**Seitentext**.
###

Unter den acht Besten finden sich drei spanische und drei englische Mannschaften, dazu eine deutsche und eine portugiesische. Aber wieder keine italienische. Zwölf Jahre ist es schon her, dass sich der Calcio den Pott holte, damals war es Inter. Juves letzter Triumph liegt schon über 25 Jahre zurück.
Sogar der Schweiz unterlegen
Da kommt also gerade viel trüber Debattenstoff zusammen, der sich auch noch unheilvoll verstrickt mit den Fragen, die man sich in Italien über die amtierenden Europameister stellt. Auch die Azzurri sind nach dem Taumel eines Sommers im Zweikampf mit der Schweiz völlig eingebrochen – so sehr, dass sie in ihrer Not einige Südamerikaner eingebürgert haben, um angebliche Schwächen zu kompensieren. Kommende Woche stehen die Playoffs für eine Teilnahme an der WM in Katar an. Im Halbfinal geht es gegen Nordmazedonien, in Rom, und das sollte ja noch zu meistern sein. Aber was ist mit der Türkei oder Portugal, gegen die man danach antreten müsste?

Der Calcio, der in Italien gern auch als Gesamtkategorie gesehen wird, Vereine und Nationalmannschaft in einem Grossen und Ganzen, erlebt eine donnernde Entzauberungsphase. International war er auch schon wettbewerbsfähiger, um es mal mit einer wohlmeinenden Untertreibung zu sagen. Die Serie A beschäftigt viele Altstars, denen man huldigt, als wären sie im Vollsaft ihrer Karriere. Dazu kommt eine Schar von höchstens mittelmässigen und namenlosen Spielern aus dem Ausland, die den aufstrebenden italienischen Nachwuchskräften den Weg versperren. Das Verhältnis? 70 zu 30 Prozent.
Die Serie A ist langsam, langsamer jedenfalls als die meisten vergleichbaren Meisterschaften in Europa. Weniger körperlich, da fehlt oft die Spannung, die Intensität. Und natürlich ist der italienische Fussball übertaktisch, normalerweise: Die Azzurri von Roberto Mancini waren eine erfrischende Ausnahme, wie nun auch der grosse Arrigo Sacchi anmerkt: «Sie spielten mit Mut, mit einer klaren Idee.» Es war ein Wunder.
Vom Taktikfuchs neutralisiert
Das Spiel Juves gegen Villarreal war hingegen wieder eine schöne Illustration für die alte Tradition der Taktiererei. Wobei man sagen muss: Die erste Halbzeit gehörte zum Besten, was die Turiner in dieser Saison geleistet haben. Neuzugang Dusan Vlahovic, so etwas wie das Zukunftsversprechen in persona, erst 22 Jahre alt und für mehr als 80 Millionen Euro geholt, zeigte wieder, wie viel er mit dem Ball anstellen kann, wenn er ihn mal bekommt – und das ist viel zu selten. Juventus dominierte fast eine Stunde lang, erspielte sich Chancen, Vlahovic hämmerte den Ball einmal aus dem Nichts an die Latte.

###

**Entnommene Zeilen**.
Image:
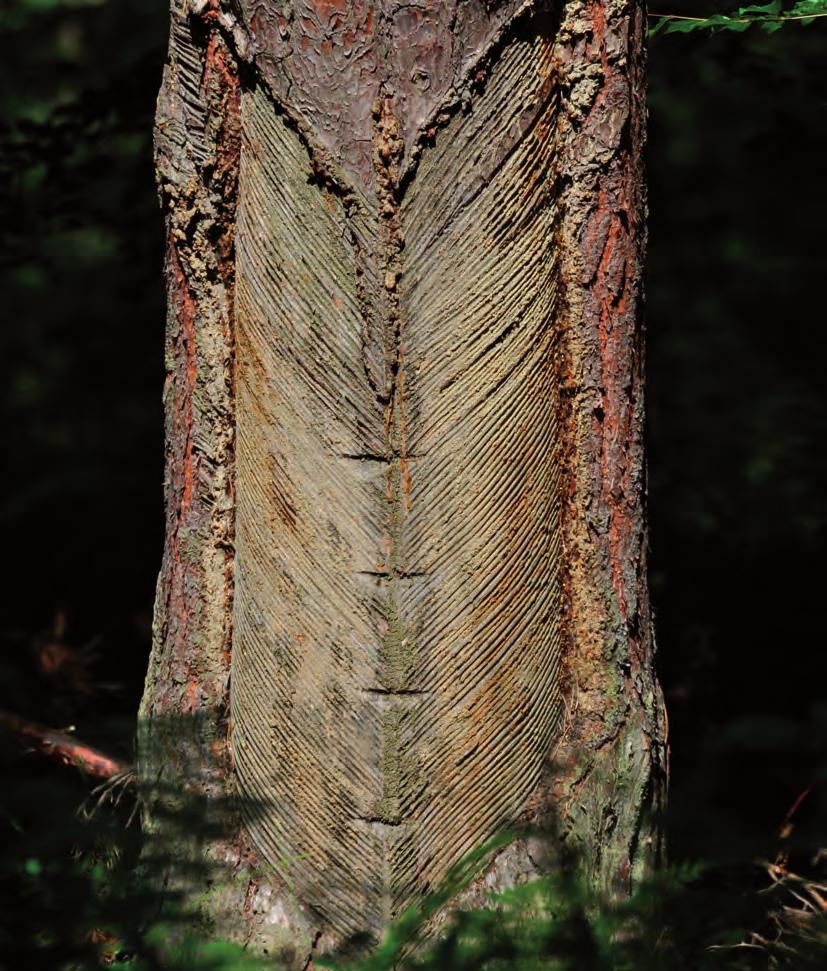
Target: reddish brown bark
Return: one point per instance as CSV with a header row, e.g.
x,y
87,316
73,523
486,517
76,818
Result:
x,y
321,64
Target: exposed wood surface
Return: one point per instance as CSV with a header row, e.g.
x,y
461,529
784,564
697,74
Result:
x,y
405,467
396,649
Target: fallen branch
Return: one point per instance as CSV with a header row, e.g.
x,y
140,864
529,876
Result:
x,y
63,747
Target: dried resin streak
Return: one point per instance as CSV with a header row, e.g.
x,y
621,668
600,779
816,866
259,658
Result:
x,y
396,646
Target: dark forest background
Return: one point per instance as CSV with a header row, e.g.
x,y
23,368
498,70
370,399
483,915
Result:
x,y
737,339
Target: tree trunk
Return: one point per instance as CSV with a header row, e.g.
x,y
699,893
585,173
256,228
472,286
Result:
x,y
403,603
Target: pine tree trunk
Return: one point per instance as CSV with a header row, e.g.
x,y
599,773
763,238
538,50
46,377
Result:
x,y
403,603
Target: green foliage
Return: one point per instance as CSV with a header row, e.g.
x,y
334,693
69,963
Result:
x,y
769,17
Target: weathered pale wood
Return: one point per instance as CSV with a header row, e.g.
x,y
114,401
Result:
x,y
405,475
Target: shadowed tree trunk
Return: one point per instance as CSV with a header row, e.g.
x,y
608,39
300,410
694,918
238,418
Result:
x,y
403,602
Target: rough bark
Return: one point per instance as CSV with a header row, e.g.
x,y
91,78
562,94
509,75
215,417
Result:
x,y
405,482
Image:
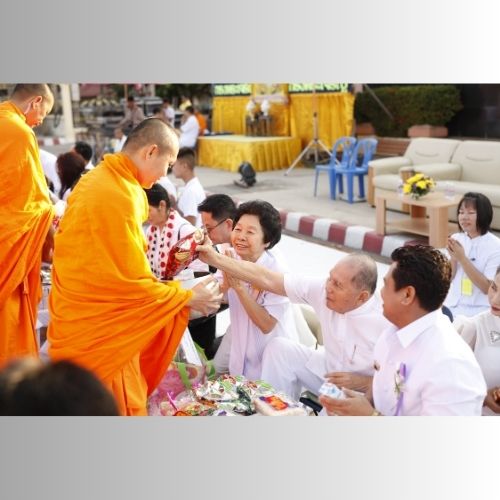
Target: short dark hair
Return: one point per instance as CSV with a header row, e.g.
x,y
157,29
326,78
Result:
x,y
269,219
61,388
70,168
157,193
484,210
220,206
84,149
187,155
427,270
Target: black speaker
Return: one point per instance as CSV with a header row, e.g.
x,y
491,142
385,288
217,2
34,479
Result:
x,y
248,176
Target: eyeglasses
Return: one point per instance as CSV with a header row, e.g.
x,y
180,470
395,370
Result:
x,y
210,229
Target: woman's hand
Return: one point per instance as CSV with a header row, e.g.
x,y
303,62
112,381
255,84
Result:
x,y
350,380
492,396
353,404
206,297
455,249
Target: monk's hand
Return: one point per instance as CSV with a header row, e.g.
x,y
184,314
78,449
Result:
x,y
491,399
207,252
48,246
350,380
353,404
206,297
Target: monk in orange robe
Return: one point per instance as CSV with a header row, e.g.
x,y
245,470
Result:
x,y
108,311
25,219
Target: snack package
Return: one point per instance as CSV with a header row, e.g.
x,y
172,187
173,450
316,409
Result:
x,y
278,406
183,253
331,390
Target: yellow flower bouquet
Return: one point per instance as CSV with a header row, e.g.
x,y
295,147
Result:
x,y
418,185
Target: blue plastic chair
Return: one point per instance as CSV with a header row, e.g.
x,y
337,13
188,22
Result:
x,y
363,152
347,146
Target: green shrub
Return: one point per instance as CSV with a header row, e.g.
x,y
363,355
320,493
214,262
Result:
x,y
410,105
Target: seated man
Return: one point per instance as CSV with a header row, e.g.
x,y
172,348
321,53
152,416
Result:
x,y
350,315
422,367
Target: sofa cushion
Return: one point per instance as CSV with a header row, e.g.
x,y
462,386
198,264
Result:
x,y
429,150
389,182
480,161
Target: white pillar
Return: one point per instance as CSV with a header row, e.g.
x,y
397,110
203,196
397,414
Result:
x,y
69,130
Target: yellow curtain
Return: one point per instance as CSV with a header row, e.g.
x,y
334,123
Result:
x,y
335,116
229,114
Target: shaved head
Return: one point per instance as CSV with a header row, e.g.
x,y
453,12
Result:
x,y
152,131
365,277
24,91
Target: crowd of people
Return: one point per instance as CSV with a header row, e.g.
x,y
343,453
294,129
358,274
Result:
x,y
116,321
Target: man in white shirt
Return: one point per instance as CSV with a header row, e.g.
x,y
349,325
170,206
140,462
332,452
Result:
x,y
168,112
49,169
350,316
84,149
119,140
190,129
422,367
193,193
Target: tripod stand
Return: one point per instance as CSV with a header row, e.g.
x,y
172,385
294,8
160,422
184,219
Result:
x,y
315,143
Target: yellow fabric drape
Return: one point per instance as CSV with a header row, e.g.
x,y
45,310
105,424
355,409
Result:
x,y
229,114
228,152
335,116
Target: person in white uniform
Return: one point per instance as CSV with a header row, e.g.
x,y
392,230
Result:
x,y
257,315
422,367
49,161
190,129
482,333
351,321
350,316
475,256
193,193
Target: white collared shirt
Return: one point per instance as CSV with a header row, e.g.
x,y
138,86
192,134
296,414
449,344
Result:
x,y
482,333
442,374
247,340
349,339
484,251
189,199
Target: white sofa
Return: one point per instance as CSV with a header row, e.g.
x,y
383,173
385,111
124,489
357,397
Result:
x,y
461,165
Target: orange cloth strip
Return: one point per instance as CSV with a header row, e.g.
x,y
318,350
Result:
x,y
25,217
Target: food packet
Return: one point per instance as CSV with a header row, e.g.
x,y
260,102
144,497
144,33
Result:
x,y
183,253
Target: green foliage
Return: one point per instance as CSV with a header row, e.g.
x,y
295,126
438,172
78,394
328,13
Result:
x,y
410,105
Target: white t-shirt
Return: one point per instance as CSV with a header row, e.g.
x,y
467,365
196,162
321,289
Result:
x,y
168,185
189,132
482,333
484,251
49,169
442,374
348,339
247,340
189,198
169,115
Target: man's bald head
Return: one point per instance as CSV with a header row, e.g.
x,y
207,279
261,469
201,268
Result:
x,y
35,100
152,131
23,91
365,271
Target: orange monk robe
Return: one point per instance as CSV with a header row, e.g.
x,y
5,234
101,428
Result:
x,y
25,217
108,311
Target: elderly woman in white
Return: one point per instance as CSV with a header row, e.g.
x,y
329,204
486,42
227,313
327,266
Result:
x,y
482,333
257,316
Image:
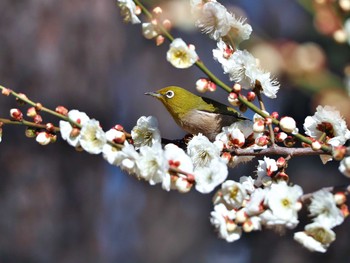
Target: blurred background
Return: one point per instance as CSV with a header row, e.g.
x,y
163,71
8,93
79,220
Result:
x,y
59,205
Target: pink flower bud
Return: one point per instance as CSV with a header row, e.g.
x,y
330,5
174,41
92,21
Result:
x,y
211,86
262,141
233,99
157,10
21,98
316,145
241,216
62,110
167,24
281,162
281,136
38,106
288,124
251,96
120,137
248,226
43,138
119,127
6,92
50,127
275,115
31,112
38,119
340,198
259,126
159,40
339,152
16,114
237,88
202,85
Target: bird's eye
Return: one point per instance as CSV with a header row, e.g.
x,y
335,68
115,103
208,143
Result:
x,y
169,94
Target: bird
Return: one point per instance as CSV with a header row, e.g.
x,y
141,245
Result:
x,y
196,114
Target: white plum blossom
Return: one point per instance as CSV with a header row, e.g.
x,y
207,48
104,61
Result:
x,y
233,194
223,220
316,237
247,183
176,158
111,153
127,159
242,67
43,138
344,166
202,151
265,169
128,10
327,120
70,134
217,22
92,137
152,165
209,177
181,55
283,206
255,206
324,210
145,132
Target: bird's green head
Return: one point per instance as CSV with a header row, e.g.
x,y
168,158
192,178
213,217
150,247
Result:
x,y
178,101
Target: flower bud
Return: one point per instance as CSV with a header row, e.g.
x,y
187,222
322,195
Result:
x,y
259,126
119,127
211,86
262,141
43,138
38,119
248,226
243,108
157,10
231,226
251,96
159,40
275,115
281,162
289,141
288,124
53,138
344,210
38,106
62,110
339,152
167,24
31,112
237,88
241,216
233,99
30,133
16,114
6,92
182,185
50,127
202,85
21,99
340,198
119,137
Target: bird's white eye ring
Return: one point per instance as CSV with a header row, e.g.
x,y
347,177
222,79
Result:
x,y
169,94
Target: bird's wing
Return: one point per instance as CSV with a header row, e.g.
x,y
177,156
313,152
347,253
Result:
x,y
217,107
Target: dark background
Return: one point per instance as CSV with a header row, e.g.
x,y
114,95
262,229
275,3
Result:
x,y
60,205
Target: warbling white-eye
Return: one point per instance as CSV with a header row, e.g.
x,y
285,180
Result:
x,y
196,114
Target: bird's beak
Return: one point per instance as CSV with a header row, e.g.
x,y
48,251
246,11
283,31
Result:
x,y
153,94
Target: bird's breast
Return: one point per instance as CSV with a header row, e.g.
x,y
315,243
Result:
x,y
207,123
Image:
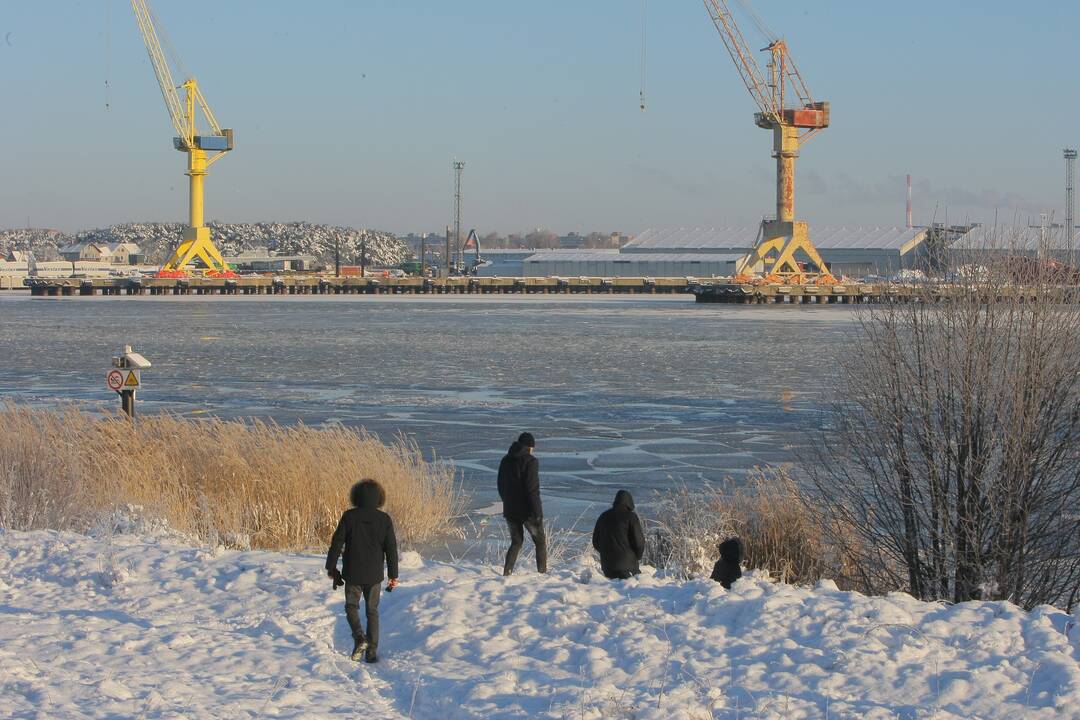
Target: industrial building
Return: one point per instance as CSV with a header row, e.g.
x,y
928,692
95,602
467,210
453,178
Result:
x,y
615,263
853,252
261,260
713,253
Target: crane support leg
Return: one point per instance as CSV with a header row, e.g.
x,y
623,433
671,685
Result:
x,y
774,257
197,241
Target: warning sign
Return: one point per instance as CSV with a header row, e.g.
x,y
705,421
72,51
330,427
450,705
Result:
x,y
115,380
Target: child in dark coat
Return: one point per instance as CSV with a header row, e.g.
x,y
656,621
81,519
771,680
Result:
x,y
727,570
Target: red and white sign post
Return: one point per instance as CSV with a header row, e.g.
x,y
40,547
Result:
x,y
126,377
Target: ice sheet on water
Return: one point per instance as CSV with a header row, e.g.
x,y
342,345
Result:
x,y
201,635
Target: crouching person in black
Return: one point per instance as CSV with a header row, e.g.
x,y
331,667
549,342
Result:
x,y
366,534
727,570
619,540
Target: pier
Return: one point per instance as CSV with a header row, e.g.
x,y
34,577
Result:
x,y
717,290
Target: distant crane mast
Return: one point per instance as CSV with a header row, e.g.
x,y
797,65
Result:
x,y
786,108
197,241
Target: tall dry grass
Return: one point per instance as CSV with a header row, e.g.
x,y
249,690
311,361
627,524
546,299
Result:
x,y
777,520
248,484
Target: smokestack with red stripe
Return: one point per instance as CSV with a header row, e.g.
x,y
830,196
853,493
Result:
x,y
909,223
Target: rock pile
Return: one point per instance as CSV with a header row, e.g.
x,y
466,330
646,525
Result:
x,y
157,240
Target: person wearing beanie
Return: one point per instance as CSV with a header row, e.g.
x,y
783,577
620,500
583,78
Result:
x,y
727,571
520,490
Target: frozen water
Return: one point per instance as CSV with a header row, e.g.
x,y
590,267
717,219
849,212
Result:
x,y
621,392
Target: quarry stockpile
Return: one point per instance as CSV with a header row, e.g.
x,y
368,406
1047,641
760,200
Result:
x,y
157,240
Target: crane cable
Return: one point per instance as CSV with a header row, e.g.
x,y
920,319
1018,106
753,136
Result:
x,y
756,19
645,39
108,53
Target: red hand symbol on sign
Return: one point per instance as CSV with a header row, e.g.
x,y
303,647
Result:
x,y
115,380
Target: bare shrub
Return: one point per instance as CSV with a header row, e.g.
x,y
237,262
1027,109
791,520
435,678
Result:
x,y
36,491
248,484
785,534
956,451
686,529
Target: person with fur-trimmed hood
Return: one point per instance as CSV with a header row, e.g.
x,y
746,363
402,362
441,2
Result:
x,y
366,534
619,539
727,570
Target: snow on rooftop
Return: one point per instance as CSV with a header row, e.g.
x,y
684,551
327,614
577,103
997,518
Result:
x,y
743,238
125,625
1016,239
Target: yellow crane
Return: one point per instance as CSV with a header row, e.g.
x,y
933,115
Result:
x,y
786,108
197,241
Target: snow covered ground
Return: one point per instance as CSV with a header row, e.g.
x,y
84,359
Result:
x,y
147,626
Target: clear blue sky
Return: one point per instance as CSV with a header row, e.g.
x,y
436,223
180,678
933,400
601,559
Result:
x,y
350,112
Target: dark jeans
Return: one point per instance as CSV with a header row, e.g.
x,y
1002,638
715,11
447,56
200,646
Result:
x,y
370,594
517,529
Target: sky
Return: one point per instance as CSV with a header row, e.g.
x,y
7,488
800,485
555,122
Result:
x,y
350,112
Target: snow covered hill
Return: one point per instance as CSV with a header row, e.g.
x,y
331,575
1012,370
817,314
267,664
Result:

###

**Arbeitsauftrag**. Schreib den Seitentext über den italienischen Fußball weiter und setz direkt nach seinem letzten Satz an.

**Endgültige Antwort**.
Doch Unai Emery, der Coach der Valencianer, bisher mit seinen Vereinen vor allem Dominator der Europa League, neutralisierte den Gegner mit einer Effizienz, wie man sie sonst von den Italienern kennt. Kaum hatte Villarreal den Ball, schläferte es den Spielfluss ein. In der zweiten Halbzeit waren beide Teams vor allem darum bemüht, das Spiel nicht zu verlieren.

Bis Emery seinen besten Mann einwechselte, den eben erst genesenen Stürmer Gerard Moreno. Und dieser Moreno brauchte nur eine Viertelstunde, um den Plot neu zu schreiben: fast allein, mit Pässen in die Tiefe, mit Vertikalisierungen. 78 Minuten lang hatten die Spanier nicht einmal aufs Tor geschossen, dann gab es Penalty. 1:0. Sieben Minuten später: 2:0. Noch mal fünf Minuten später, da war Agnellis Zigarre schon aufgeraucht, gabs noch mal Elfmeter. 3:0. Drei Schüsse aufs Tor, drei Tore.
Juve ist also wieder sehr früh gescheitert, obwohl alle fanden, dass sie unerhört viel Losglück hatten. Wie vor einem Jahr, als die Turiner im Achtelfinal gegen den FC Porto ausschieden, oder im Jahr davor, als sie Olympique Lyon nicht Herr wurden. Villarreal, Porto, Lyon – alle in Ehren. Aber natürlich sind das Gegner, die allein schon das hochtrabende Selbstverständnis Juves und seines Präsidenten wegwischen müsste. Stattdessen stürzen sie den Calcio in eine Sinnkrise.